Start of THE INPUT

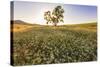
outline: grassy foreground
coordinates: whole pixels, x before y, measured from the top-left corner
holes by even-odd
[[[39,26],[13,32],[13,65],[97,60],[97,25]]]

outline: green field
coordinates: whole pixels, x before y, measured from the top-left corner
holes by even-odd
[[[96,61],[97,23],[33,25],[13,32],[12,45],[13,65]]]

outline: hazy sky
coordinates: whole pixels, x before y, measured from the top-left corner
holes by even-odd
[[[44,20],[44,12],[48,10],[52,11],[58,5],[61,5],[65,11],[64,23],[59,24],[76,24],[97,21],[96,6],[25,1],[14,1],[14,20],[46,24],[46,21]]]

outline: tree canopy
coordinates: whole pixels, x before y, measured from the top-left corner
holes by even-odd
[[[57,23],[64,22],[63,18],[64,9],[61,6],[56,6],[53,11],[46,11],[44,13],[44,19],[46,23],[52,23],[54,26],[57,26]]]

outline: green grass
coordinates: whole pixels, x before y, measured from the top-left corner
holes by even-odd
[[[96,31],[33,26],[27,31],[15,32],[13,38],[13,65],[97,60]]]

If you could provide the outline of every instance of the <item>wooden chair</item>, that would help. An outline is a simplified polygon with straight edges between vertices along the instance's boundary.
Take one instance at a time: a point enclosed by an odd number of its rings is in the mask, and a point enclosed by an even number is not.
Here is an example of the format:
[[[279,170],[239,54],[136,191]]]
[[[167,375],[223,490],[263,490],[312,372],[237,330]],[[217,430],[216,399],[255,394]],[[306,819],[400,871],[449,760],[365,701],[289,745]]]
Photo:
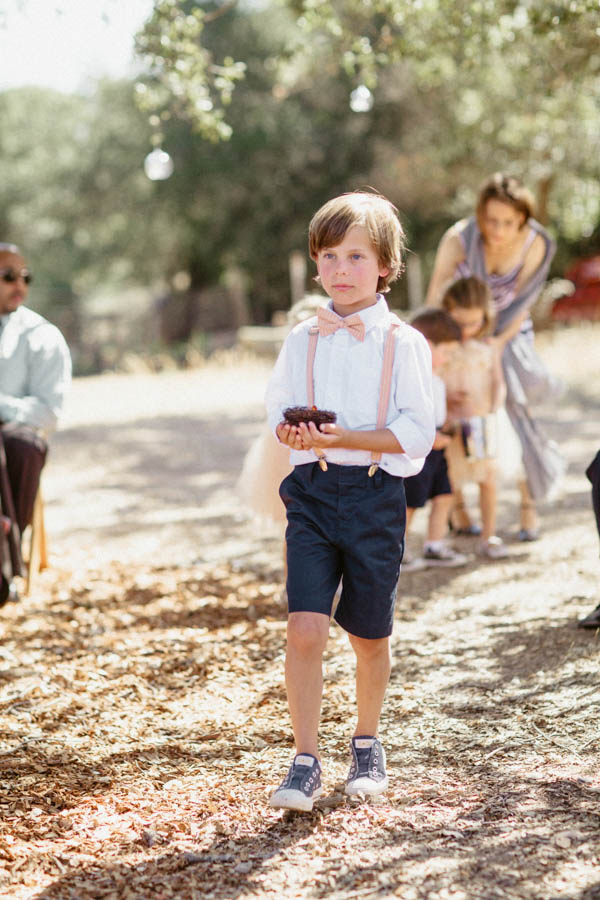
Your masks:
[[[44,522],[44,498],[42,486],[38,488],[29,528],[29,558],[25,577],[25,596],[28,597],[39,572],[48,568],[48,542]]]

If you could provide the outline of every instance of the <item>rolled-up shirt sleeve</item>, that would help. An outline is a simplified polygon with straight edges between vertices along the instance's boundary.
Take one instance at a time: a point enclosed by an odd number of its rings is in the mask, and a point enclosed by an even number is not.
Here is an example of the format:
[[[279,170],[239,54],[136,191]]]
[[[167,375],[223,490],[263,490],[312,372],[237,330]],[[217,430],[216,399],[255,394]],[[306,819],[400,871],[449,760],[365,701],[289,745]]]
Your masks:
[[[390,410],[398,415],[386,428],[394,434],[411,459],[427,456],[435,439],[435,412],[431,351],[425,338],[414,329],[400,336],[394,361],[394,385]]]

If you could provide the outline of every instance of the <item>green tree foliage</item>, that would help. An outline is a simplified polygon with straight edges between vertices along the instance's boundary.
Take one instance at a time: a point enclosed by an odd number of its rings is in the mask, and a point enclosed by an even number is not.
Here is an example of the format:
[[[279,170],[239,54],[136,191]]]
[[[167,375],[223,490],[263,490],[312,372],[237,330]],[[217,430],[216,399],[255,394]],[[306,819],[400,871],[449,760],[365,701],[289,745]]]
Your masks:
[[[288,254],[306,247],[323,197],[361,186],[372,172],[372,122],[350,114],[347,77],[309,70],[287,89],[278,80],[293,20],[285,10],[231,10],[213,23],[210,52],[235,47],[246,77],[234,92],[230,140],[203,139],[181,119],[163,120],[175,170],[165,203],[178,218],[177,265],[195,288],[228,266],[249,278],[258,319],[289,305]]]
[[[150,128],[131,84],[6,91],[0,118],[0,233],[35,261],[36,304],[72,318],[78,295],[156,278],[169,230],[143,173]]]
[[[157,0],[138,39],[156,128],[174,112],[210,140],[231,137],[226,104],[247,56],[234,44],[216,52],[210,38],[231,5]],[[408,85],[406,153],[441,179],[434,194],[465,207],[475,173],[492,163],[537,184],[542,217],[570,237],[591,232],[600,217],[597,0],[279,0],[267,9],[276,7],[294,25],[272,61],[281,91],[335,70],[378,98],[394,81]]]

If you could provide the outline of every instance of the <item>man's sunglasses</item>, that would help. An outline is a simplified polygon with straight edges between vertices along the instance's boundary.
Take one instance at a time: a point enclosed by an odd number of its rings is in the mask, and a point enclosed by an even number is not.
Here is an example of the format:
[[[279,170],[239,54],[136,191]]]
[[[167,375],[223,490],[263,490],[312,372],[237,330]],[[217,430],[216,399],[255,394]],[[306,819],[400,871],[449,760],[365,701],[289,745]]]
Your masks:
[[[19,278],[22,278],[25,284],[31,284],[33,281],[33,275],[27,269],[21,269],[20,272],[17,272],[16,269],[4,269],[0,272],[0,278],[7,284],[14,284]]]

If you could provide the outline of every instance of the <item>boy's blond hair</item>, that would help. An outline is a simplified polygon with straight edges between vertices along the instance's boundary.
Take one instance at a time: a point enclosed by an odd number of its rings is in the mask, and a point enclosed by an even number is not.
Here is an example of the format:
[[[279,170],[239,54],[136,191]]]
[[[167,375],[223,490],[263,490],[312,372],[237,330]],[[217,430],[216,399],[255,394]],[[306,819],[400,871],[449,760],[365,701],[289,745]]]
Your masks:
[[[308,226],[310,255],[317,259],[324,248],[337,247],[355,225],[366,228],[379,265],[389,269],[388,274],[380,275],[377,282],[377,290],[385,294],[403,269],[404,232],[398,210],[381,194],[354,191],[334,197],[322,206]]]

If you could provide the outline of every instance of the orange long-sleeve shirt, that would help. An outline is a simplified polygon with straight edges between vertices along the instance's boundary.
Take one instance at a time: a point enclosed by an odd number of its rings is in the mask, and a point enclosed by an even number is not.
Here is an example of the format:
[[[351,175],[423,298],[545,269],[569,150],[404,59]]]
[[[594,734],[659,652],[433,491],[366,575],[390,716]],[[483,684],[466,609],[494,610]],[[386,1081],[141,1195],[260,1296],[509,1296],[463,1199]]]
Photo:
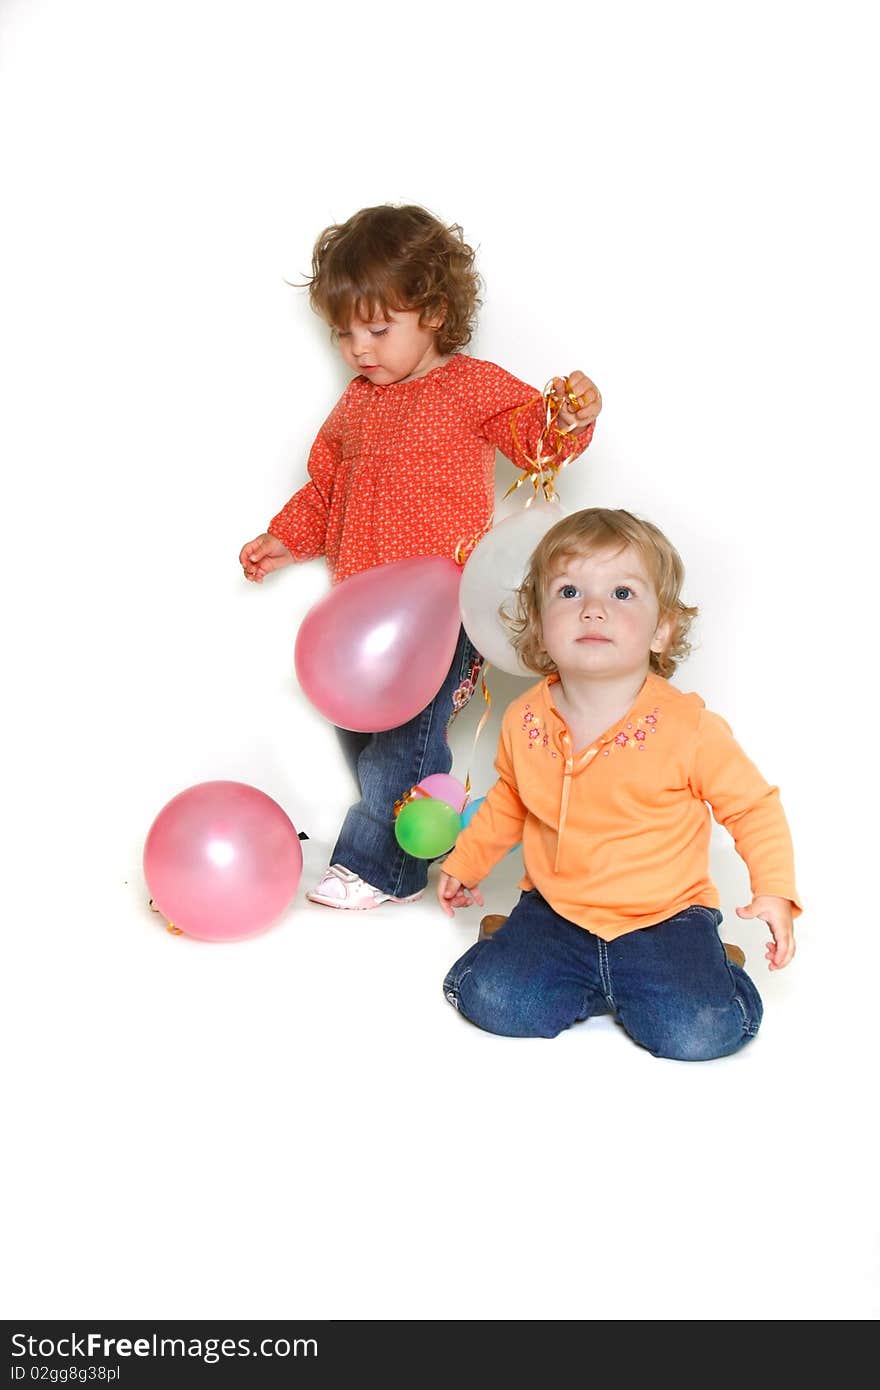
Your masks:
[[[505,712],[498,781],[444,861],[447,873],[476,884],[522,840],[520,886],[613,941],[692,903],[720,905],[709,878],[711,807],[752,893],[788,898],[800,912],[779,792],[699,695],[652,673],[623,719],[577,751],[553,704],[558,679]]]
[[[455,556],[488,526],[495,450],[528,470],[545,424],[540,392],[458,353],[414,381],[356,376],[309,454],[309,482],[269,523],[296,560],[326,555],[335,584],[413,555]],[[554,435],[560,461],[593,437]]]

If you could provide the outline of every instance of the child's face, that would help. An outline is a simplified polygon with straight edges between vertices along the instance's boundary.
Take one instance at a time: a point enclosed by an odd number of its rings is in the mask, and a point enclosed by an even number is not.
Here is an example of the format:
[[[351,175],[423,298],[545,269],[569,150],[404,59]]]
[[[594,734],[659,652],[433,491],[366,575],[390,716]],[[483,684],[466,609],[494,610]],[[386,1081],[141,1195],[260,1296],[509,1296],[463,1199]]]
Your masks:
[[[560,557],[544,598],[541,632],[563,679],[647,674],[651,652],[662,652],[671,624],[639,552]]]
[[[388,309],[369,321],[352,319],[339,329],[339,350],[349,367],[368,381],[390,386],[424,376],[442,359],[437,351],[439,323],[422,326],[417,309]]]

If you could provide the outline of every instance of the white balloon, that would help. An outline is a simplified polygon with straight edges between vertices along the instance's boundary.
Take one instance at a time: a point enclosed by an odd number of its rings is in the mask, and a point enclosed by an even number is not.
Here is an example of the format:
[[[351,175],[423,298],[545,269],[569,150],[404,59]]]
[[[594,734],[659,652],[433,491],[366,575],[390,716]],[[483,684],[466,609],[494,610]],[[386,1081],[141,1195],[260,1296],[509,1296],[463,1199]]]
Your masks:
[[[532,551],[567,515],[558,502],[533,502],[493,526],[468,557],[459,593],[461,621],[477,651],[499,671],[537,679],[511,646],[498,609],[503,603],[513,611],[513,594],[525,579]]]

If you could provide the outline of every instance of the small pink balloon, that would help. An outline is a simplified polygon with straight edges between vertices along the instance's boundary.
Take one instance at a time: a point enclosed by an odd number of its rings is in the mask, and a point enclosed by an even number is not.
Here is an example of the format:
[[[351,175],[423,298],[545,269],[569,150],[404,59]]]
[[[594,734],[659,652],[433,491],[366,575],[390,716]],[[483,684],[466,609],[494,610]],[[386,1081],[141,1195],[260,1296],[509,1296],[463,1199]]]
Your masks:
[[[296,674],[312,704],[360,733],[395,729],[419,714],[455,652],[460,583],[452,560],[416,555],[337,584],[296,638]]]
[[[164,806],[144,846],[144,877],[167,921],[202,941],[255,936],[297,890],[302,846],[271,796],[244,782],[200,782]]]
[[[418,786],[413,788],[413,796],[420,797],[425,794],[436,797],[438,801],[445,801],[459,813],[464,809],[467,800],[467,792],[461,782],[457,777],[450,777],[448,772],[432,772],[429,776],[423,777]]]

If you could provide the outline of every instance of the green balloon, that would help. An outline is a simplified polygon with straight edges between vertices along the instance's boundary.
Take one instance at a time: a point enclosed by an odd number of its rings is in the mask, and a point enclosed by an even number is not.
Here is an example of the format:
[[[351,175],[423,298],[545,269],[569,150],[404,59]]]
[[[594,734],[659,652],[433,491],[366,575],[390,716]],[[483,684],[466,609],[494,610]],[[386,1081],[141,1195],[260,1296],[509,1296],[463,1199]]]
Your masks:
[[[461,816],[447,801],[420,796],[401,808],[394,825],[397,843],[414,859],[436,859],[452,849]]]

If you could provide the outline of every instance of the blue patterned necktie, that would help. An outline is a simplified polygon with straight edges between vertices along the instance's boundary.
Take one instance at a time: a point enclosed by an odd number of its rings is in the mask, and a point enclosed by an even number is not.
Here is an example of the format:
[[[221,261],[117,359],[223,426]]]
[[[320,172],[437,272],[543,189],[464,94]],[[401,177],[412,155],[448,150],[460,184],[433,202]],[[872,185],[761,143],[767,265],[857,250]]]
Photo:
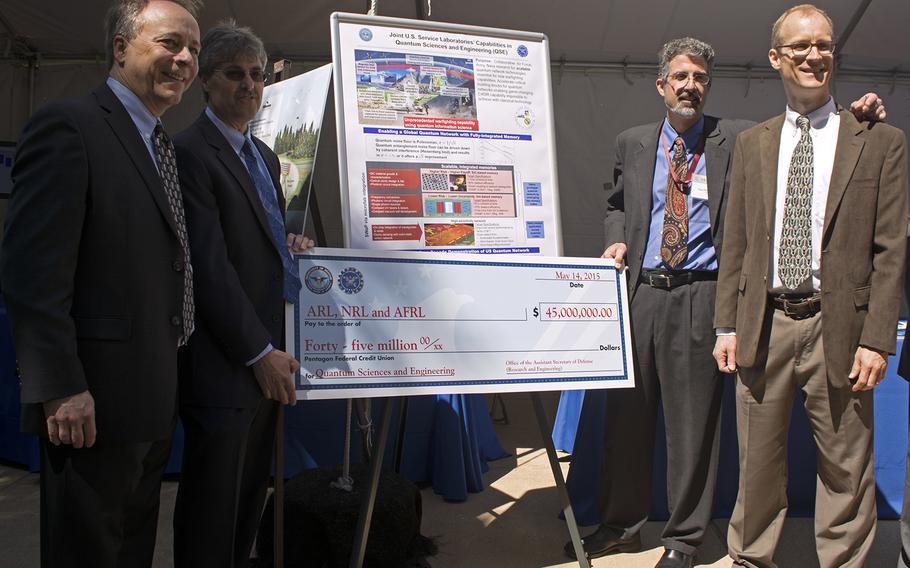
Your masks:
[[[800,130],[799,142],[790,158],[787,173],[787,194],[784,198],[784,219],[777,254],[777,274],[784,286],[796,289],[812,272],[812,184],[815,179],[815,159],[809,117],[796,119]]]
[[[167,204],[174,216],[174,226],[177,227],[177,240],[183,255],[183,333],[177,345],[186,345],[195,327],[196,306],[193,300],[193,264],[190,262],[190,245],[186,237],[186,217],[183,214],[183,192],[180,190],[180,180],[177,176],[177,160],[174,157],[174,145],[168,138],[164,128],[159,123],[152,132],[152,147],[155,150],[155,160],[158,162],[158,173],[161,175],[161,186],[167,195]]]
[[[281,216],[281,209],[278,205],[278,196],[275,193],[275,184],[272,183],[266,172],[259,167],[259,160],[254,154],[253,145],[247,139],[243,143],[243,161],[246,163],[246,169],[250,172],[253,179],[253,185],[259,193],[259,199],[262,201],[262,207],[265,209],[265,216],[269,221],[269,228],[272,230],[272,238],[275,240],[275,246],[278,247],[278,253],[281,255],[281,264],[284,266],[284,299],[291,303],[297,303],[300,297],[300,276],[297,272],[297,261],[291,256],[285,240],[284,219]]]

End of THE INPUT

## TASK DIRECTIONS
Find and copy every line in the entries above where the string "green" occurs.

## OUTPUT OF THE TASK
outline: green field
outline: green grass
If you could provide the outline of every instance of the <item>green tree foliage</item>, that would help. An outline is a simplified polygon with straight edges between vertices along the instance's boundary.
If you could provide the outline of every instance of the green balloon, that would help. An outline is a simplified polygon with straight edges between vertices along the instance's boundary.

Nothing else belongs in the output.